WHAT YOU HAVE TO DO — Would you transcribe the listing exactly as it stands, minus any images?

+-------+

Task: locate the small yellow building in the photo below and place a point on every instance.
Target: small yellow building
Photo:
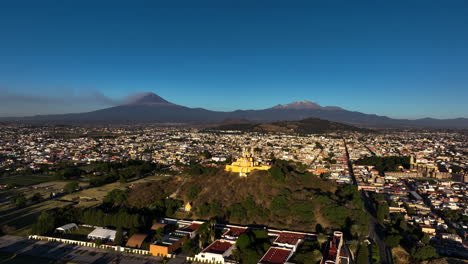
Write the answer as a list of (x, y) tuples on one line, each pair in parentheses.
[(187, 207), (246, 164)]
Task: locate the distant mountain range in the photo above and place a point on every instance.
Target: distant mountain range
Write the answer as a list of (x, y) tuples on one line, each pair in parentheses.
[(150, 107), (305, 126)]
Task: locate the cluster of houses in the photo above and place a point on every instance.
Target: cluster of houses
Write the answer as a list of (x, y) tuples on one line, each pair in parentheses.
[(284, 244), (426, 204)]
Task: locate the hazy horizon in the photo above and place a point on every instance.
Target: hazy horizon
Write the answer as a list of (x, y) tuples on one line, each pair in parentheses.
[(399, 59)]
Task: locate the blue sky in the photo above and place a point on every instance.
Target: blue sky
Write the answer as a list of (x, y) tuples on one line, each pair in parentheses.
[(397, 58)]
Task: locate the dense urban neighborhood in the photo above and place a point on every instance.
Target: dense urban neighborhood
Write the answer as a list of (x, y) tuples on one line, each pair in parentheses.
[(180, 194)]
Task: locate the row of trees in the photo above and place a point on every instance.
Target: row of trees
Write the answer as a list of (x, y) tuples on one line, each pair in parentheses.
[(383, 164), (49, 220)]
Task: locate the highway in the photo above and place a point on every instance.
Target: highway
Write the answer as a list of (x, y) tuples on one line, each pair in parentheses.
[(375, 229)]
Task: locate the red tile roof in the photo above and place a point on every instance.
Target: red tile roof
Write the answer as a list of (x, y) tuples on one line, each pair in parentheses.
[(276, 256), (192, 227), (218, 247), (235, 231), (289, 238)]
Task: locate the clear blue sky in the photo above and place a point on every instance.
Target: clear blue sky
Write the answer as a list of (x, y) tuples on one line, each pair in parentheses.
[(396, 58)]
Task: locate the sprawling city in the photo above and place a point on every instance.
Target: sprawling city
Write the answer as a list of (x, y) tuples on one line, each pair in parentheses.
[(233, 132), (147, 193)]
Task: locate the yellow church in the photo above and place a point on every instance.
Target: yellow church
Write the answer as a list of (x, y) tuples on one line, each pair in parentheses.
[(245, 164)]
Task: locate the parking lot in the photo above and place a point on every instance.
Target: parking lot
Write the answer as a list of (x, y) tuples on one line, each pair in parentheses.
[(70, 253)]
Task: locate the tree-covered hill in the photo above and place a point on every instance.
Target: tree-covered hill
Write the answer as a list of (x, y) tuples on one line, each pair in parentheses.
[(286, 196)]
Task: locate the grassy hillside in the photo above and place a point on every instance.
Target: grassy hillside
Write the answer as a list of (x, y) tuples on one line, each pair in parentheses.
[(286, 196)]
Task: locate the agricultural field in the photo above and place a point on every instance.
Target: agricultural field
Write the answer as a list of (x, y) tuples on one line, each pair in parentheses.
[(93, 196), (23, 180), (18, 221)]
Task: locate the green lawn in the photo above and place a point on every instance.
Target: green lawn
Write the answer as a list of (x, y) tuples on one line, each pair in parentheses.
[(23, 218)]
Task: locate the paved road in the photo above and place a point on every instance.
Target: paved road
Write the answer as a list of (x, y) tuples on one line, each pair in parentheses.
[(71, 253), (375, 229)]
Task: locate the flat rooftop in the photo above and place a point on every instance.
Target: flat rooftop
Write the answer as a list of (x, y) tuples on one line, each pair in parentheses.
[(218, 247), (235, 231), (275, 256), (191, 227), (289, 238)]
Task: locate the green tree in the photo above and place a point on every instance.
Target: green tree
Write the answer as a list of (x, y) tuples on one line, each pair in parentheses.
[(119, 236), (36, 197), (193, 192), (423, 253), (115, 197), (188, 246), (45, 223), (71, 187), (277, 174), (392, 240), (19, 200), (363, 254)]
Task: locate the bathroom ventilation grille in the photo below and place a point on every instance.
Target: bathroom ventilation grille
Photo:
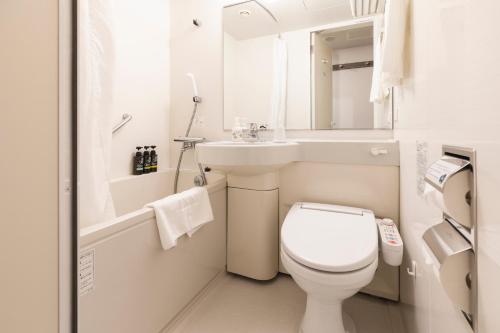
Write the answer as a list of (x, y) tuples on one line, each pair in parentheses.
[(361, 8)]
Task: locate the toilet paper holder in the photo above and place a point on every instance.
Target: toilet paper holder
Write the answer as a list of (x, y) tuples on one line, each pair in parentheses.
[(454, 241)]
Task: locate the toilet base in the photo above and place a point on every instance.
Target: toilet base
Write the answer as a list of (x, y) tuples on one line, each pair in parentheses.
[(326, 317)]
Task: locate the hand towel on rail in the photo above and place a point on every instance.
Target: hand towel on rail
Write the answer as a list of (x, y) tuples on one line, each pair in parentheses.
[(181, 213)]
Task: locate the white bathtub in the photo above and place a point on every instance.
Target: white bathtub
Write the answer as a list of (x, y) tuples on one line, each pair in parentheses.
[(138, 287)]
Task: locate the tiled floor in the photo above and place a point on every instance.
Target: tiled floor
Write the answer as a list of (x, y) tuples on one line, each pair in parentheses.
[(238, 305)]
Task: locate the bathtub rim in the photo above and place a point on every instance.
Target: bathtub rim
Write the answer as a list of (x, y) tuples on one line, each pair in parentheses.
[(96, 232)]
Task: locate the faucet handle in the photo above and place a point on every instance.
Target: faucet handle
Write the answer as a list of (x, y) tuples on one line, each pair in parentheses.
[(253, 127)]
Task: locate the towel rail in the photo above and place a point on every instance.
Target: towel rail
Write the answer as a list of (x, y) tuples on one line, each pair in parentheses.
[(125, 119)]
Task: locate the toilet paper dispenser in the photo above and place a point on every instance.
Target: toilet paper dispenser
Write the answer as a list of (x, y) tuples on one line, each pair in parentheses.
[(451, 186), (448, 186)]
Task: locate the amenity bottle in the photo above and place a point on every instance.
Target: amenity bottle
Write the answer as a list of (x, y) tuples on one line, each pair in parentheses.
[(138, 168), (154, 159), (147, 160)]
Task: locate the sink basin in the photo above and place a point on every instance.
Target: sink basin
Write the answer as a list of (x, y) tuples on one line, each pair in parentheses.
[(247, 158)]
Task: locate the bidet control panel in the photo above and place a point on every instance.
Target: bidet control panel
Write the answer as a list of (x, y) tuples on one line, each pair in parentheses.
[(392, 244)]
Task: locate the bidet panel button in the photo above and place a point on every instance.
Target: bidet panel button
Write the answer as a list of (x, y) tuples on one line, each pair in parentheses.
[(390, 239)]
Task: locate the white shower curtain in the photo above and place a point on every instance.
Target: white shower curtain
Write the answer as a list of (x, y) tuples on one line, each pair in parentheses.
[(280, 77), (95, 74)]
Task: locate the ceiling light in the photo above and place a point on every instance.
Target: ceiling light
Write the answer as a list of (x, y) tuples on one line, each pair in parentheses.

+-------+

ANSWER FOR THIS EXERCISE —
Task: locate the small yellow building in the photo below and place a point on every instance.
Target: small yellow building
Photo:
Write the answer as a list of (x, y) tuples on one line, each pair in parentheses.
[(187, 207), (246, 164)]
Task: locate the distant mountain range in the photo above and place a point on every instance.
Target: distant mountain range
Write the answer as a list of (x, y) tuples on one line, each pair in parentheses.
[(150, 107), (305, 126)]
Task: locate the cluster of houses in the photo above and place a point on every instance.
Target: cluster of houses
Write the answer as a list of (x, y) tuples on one line, each pair in parentheses.
[(284, 244), (426, 204)]
Task: locate the hazy horizon in the photo above and place a point on every instance.
Target: hazy horizon
Write the answer as a list of (x, y) tuples on one line, each pair in parentheses.
[(399, 59)]
Task: locate the blue sky in the photo above and place a point on every instance.
Target: blue sky
Write the answer as a list of (x, y) tuples on one line, each pair in parentheses.
[(397, 58)]
Task: locate the dense urban neighborhood in the photo above and place a point on every instance.
Target: dense urban neighborhood
Write the answer as a list of (x, y) tuples on one line, each pair in parentheses.
[(180, 194)]
Task: locate the row of trees in the photo above and place a point on every instance.
Target: row of trees
Write the answer as a list of (x, y) tuples on one line, each pair in parentheses.
[(383, 164), (49, 220)]
Task: locate the highway in the photo above and place a point on every instance.
Target: highway
Write the answer as a list of (x, y) tuples on one line, each pair in parentheses.
[(375, 229)]
Task: locate the red tile roof in the photo above and place a point on every instance.
Target: red tile roof
Write the answer as a list of (x, y) tuples on one line, each pair in parentheses.
[(276, 256), (192, 227), (218, 247), (235, 231), (289, 238)]
Task: locate the clear blue sky in the photo above and place a point on every instance.
Target: clear blue sky
Write the answer as a list of (x, y) tuples on one line, each pair in parentheses.
[(396, 58)]
Task: locate the sprawling city in the photo above and place a point on every instance.
Target: sprawling city
Write the answer as a list of (x, y) tuples on one line, each pair in parentheses.
[(233, 132), (147, 193)]
Task: locate the yellow church in the photo above and place a point on every instance.
Target: yellow church
Write the answer as a list of (x, y) tuples on one line, each pair in parentheses.
[(245, 164)]
Task: locate the parking lot in the photo above and place a point on every instance.
Target: parking lot
Write the answer as a list of (x, y) tuples on one line, each pair in parentheses.
[(70, 253)]
Task: locate the tree-covered hill in the photo above and place a point on every instance.
Target: tree-covered hill
Write the answer as a list of (x, y) tuples on one line, each pair in parentheses.
[(286, 196)]
Task: locate the grassy hillside in the photo above and place a point on every instance.
Target: grassy hillside
Write the answer as a list of (x, y) tuples on one line, each pair in parentheses.
[(286, 196)]
Task: locate the agricultural field in the photo above and place a point on every instance.
Target: agricultural field
Write the answer as a list of (x, y) tuples on one line, each pair in parentheses.
[(93, 196), (23, 180), (18, 221)]
Task: locate the green lawn in the photo above and place a point on every instance.
Target: green lawn
Write the answer as a list of (x, y) tuples on one line, each pair in parentheses.
[(23, 218)]
Task: locate the paved road in the photo above and place a point on every instance.
Target: paved road
Write the answer as a list of (x, y) tuples on one line, each pair in parentheses.
[(71, 253), (375, 229)]
Task: locate the flat rooftop in the photo above and place a point on every instance.
Target: flat rooftop
Write the answer as a list of (x, y) tuples on one line, each pair in parentheses.
[(218, 247), (235, 231), (275, 256), (191, 227), (289, 238)]
Task: locate the green tree in the photo above and place a point on every instance.
Target: green tree
Write the answer as a list of (x, y) tuples on one line, each pair in parentheses.
[(119, 236), (36, 197), (193, 192), (423, 253), (115, 197), (188, 246), (45, 223), (71, 187), (277, 174), (392, 240), (19, 200), (363, 254)]
Task: locate the bathroom ventilation grille in the photo below and place a point on every instance.
Target: bathroom ventilation grille
Photo:
Write the answer as a list of (x, y) tuples on one line, each pair in parentheses.
[(361, 8)]
Task: locate the toilet paper holder in the photo above and place a point on every instance.
Target: toilet paper holder
Write the answer as a list of (x, y) tuples on one line, each pair in parentheses.
[(454, 241)]
Task: locate the toilet base in the photo above and place a point on every instance.
Target: toilet base
Write the answer as a list of (x, y) tuples on one line, each pair in parentheses.
[(326, 317)]
Task: locate the hand towel on rail in the photo above and place a point on every instance.
Target: hand towel on rail
Write the answer as a list of (x, y) tuples on one line, each pair in parentheses.
[(181, 213)]
Task: locate the white bathtub in the photo above and place a point on every instance.
Target: white bathtub
Write the answer as a list of (x, y) tuples on one line, each pair in parentheses.
[(138, 287)]
Task: locate the tiled floor in the photo above and place a point on every instance.
Target: tiled floor
Write the answer as a list of (x, y) tuples on one line, each pair in parentheses.
[(238, 305)]
Task: locate the bathtub rim in the photo above and place a point on every instance.
Target: bathtub rim
Write the answer as a list of (x, y) tuples on one line, each pair in parentheses.
[(96, 232)]
Task: locate the faucet handle in the photo above and place a point on every instance.
Target: faucet handle
Write the answer as a list of (x, y) tuples on one line, each pair in parentheses.
[(253, 127)]
Task: locate the towel rail in the photo above and place a point on every instance.
Target: towel rail
Write the answer as a list of (x, y) tuples on one line, each pair in parentheses.
[(125, 119)]
Task: locate the toilet paper dispenser in the photo above and place a point on every instance.
Target: toilet paper dispenser
Write the answer as a list of (x, y) tuples on one line, each pair in parentheses.
[(451, 186), (448, 186)]
Task: locate the amenity bottle in the photo above and place a point on every instance.
Target: amenity bottle
Write the answer as a list of (x, y) tuples on one line, each pair in parentheses.
[(138, 168), (154, 159), (147, 160)]
Task: locate the sink basin in the photo above and place a point on every instance.
Target: sink basin
Write the answer as a list of (x, y) tuples on one line, each pair in parentheses.
[(247, 158)]
Task: locate the bidet control panel in the photo above and place a point on every instance.
Target: bidet control panel
Write the answer as a list of (x, y) tuples on one line, each pair in parentheses.
[(392, 244)]
Task: locate the bidet panel button in the photo above and place a point on every instance.
Target: bidet panel button
Write the answer as a list of (x, y) tuples on one line, each pair in parentheses.
[(390, 239)]
Task: locate the white shower curtain in the photo above and place a point on every instance.
Target: white shower curtain
Write the answer as a list of (x, y) tuples on one line, each pair in parentheses.
[(280, 77), (95, 74)]
Task: locate the ceiling light in the photo above and place a point on every instance.
Target: ceiling light
Write the answer as a list of (x, y) tuples on one line, each pair in parentheses.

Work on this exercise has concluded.